Actions to take:
1. Reproduce the passage of the Melissa Bell article that begins at "She continued to" and stops after "her solo career.", swapping "departed from" for "left".
2. In one to three sentences, explain how Bell came to join Soul II Soul in 1993, according to the Melissa Bell article.
3. Answer these questions from the Melissa Bell article:
(a) Which college did Bell graduate from?
(b) What position did "Wish" reach on the UK Singles Chart?
(c) On which album did Bell sing lead vocals on "Be a Man"?

Text section:
- Born: Euphemia Imelda Ewen 5 March 1964
- Origin: London, England
- Died: 28 August 2017 (aged 53)
- Genres: R&B; dance; soul;
- Occupations: Singer; songwriter;
- Instruments: Vocals; piano;
- Years active: 1991–2017
- Label: Anditone Records

= Melissa Bell (singer) =

English singer (1964–2017)

Melissa Bell (5 March 1964 – 28 August 2017) was an English singer. From 1993 to 1996, Bell was one of the lead singers of British R&B act Soul II Soul, with whom she released a single titled "Wish". She also created her own band called Soul Explosion, which started in 1999. Bell also worked with Liza Minnelli, Whitney Houston, and Stevie Wonder.

==Early life==
Euphemia Imelda Ewen was born on 5 March 1964 in London. Her parents Ivy (née Dooley) and Ivan Ewen were born in Jamaica and immigrated to London on a Spanish ship called TN Begoña (ex-Vassar Victory), a famous WWII-era Victory ship converted into a popular migrant liner in the 1950s-70s for the Spanish Line. According to her autobiography Heart and Soul: The Emotional Autobiography of Melissa Bell, her mother was half Jamaican and half Irish and her father was half Jamaican and half Indian. She has three half siblings: Frances from her father's previous relationship, and Sonia and Danny from her mother's previous relationship. Bell was a graduate of Southwark College in the London Borough of Southwark. She worked in customer service for Marks and Spencer from 1982 until 1991.

==Career==
In 1987, she was featured on Bobby E and the Midi City Crew's single "Walk on the Wild Side". In 1991, she appeared on the song "The Dancer" from the Bingoboys' album The Best of Bingoboys. She released her debut single "Reconsider" in 1992, which received major radio play. In the same year, she released another single titled "Crystal Clear".

In 1993, Bell joined British musical group Soul II Soul after Jazzie B heard her single "Reconsider" and asked her to join the group. She recorded a single called "Wish", which was released on their greatest hits album Volume IV The Classic Singles 88–93 in 1993. The single peaked at number 24 on the UK Singles Chart. Following the success of the song she was invited to perform it on Top of the Pops while heavily pregnant with her son,

She continued to record and tour with the group as one of their featured singers. In 1995, she performed lead vocals on the song "Be a Man" on their fourth studio album Volume V: Believe. In 1996, she departed from the group to continue her solo career.

Rows from a box-labeling dataset:
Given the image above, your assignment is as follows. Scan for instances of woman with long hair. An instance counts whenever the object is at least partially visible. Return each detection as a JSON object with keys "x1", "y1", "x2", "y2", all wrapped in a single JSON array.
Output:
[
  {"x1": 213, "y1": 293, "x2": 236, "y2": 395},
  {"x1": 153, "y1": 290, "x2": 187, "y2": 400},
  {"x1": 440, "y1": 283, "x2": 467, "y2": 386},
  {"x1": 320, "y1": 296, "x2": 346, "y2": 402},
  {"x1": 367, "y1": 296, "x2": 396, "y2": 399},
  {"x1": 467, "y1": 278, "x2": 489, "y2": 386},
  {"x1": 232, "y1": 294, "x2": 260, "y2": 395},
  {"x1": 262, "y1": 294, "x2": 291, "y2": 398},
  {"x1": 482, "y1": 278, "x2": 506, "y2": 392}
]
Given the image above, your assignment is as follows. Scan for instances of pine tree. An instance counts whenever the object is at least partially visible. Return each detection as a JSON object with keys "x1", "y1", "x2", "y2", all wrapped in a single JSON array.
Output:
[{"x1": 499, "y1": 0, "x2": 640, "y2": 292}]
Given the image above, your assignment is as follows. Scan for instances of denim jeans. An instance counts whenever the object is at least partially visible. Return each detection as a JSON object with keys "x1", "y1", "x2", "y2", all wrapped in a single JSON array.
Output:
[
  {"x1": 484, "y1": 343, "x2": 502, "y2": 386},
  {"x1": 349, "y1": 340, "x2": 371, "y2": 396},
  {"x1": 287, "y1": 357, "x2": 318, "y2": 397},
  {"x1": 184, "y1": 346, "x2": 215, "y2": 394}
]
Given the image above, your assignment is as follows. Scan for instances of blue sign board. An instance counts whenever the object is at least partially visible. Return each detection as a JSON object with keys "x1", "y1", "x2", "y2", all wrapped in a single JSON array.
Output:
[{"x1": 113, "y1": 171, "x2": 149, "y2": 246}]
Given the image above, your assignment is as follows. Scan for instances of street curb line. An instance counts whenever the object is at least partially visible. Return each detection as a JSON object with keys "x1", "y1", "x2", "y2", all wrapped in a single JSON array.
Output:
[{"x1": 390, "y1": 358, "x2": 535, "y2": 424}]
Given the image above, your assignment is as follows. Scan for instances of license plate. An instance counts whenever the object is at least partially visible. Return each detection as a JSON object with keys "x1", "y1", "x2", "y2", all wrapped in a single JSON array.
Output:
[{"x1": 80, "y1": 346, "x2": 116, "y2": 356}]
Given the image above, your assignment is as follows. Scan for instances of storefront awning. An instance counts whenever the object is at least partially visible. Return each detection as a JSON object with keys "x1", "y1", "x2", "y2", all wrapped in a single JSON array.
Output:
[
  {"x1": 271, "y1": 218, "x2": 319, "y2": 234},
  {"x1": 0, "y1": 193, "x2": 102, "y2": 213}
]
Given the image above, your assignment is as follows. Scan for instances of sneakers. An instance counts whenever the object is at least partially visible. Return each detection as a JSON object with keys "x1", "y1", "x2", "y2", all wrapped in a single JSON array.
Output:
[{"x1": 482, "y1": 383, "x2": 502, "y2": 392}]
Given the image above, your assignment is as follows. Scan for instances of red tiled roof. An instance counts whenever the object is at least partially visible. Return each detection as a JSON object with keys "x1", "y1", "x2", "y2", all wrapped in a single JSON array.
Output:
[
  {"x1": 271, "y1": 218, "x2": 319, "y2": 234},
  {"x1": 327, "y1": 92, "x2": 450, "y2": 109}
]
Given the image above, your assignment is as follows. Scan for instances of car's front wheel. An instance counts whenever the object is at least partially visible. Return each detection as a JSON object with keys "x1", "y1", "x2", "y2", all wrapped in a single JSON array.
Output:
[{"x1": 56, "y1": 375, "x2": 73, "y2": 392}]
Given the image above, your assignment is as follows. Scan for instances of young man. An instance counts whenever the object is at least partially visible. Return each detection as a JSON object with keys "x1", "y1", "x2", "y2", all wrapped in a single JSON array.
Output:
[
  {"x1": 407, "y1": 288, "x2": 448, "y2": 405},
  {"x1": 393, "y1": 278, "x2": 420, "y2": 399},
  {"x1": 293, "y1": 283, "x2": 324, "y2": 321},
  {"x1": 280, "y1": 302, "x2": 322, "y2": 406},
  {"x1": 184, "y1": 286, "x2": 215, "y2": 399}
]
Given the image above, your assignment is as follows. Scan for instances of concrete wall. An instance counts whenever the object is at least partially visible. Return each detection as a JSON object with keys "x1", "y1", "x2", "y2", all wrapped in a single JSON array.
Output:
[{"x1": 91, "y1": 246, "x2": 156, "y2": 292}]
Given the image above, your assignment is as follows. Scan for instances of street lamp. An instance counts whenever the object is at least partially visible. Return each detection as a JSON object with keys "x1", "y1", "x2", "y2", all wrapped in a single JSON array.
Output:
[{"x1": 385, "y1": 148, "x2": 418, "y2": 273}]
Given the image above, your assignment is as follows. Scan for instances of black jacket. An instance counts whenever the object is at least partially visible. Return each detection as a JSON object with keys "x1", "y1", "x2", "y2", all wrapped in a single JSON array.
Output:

The answers:
1.
She continued to record and tour with the group as one of their featured singers. In 1995, she performed lead vocals on the song "Be a Man" on their fourth studio album Volume V: Believe. In 1996, she left the group to continue her solo career.

2. Jazzie B heard her single "Reconsider" and asked her to join the group. She then became one of Soul II Soul's lead singers in 1993.

3.
(a) Southwark College, in the London Borough of Southwark.
(b) Number 24.
(c) Volume V: Believe, the group's fourth studio album.